(Records that point to named objects)
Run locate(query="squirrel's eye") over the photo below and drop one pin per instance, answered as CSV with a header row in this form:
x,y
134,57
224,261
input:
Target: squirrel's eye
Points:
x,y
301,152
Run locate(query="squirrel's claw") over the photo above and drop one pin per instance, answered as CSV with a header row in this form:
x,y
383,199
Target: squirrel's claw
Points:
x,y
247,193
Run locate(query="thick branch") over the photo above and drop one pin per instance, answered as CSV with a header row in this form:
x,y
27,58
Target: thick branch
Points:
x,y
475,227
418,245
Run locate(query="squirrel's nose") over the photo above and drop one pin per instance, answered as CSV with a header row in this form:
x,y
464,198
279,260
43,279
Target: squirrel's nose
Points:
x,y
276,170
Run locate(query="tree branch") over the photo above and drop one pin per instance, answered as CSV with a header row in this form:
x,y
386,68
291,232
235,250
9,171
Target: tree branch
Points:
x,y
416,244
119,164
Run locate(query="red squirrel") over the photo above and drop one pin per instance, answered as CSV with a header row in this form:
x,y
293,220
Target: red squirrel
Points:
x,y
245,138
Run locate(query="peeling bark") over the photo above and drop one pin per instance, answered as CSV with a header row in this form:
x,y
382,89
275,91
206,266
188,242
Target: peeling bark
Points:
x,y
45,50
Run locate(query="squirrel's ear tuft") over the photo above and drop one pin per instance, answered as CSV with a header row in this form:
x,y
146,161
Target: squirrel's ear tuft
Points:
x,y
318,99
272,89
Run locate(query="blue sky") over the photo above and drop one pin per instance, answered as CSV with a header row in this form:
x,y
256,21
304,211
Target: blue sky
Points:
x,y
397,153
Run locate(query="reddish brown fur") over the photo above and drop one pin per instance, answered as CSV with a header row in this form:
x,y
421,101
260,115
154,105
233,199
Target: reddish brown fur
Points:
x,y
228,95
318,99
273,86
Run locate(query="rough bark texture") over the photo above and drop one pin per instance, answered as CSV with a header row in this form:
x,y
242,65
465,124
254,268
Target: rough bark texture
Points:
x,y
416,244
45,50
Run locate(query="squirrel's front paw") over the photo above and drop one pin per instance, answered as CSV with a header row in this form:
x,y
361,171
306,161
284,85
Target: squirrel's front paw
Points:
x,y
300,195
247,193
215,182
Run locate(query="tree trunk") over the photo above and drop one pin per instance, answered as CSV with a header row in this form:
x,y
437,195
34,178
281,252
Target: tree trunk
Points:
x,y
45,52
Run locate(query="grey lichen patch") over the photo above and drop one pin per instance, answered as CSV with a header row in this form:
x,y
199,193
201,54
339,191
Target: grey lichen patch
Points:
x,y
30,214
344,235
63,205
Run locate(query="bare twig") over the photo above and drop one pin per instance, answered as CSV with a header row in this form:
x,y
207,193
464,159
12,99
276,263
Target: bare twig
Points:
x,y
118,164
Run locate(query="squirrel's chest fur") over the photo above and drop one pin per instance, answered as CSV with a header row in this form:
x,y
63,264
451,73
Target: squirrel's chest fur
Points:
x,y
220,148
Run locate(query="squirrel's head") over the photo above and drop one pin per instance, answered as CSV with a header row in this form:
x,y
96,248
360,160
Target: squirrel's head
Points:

PROMPT:
Return each line of the items above that contains the string "claw", reproducing every such line in full.

ANSWER:
Run locate(query="squirrel's claw") over the photo above and drop one pin per instance, answered as CSV with a header row in this form:
Target: squirrel's claw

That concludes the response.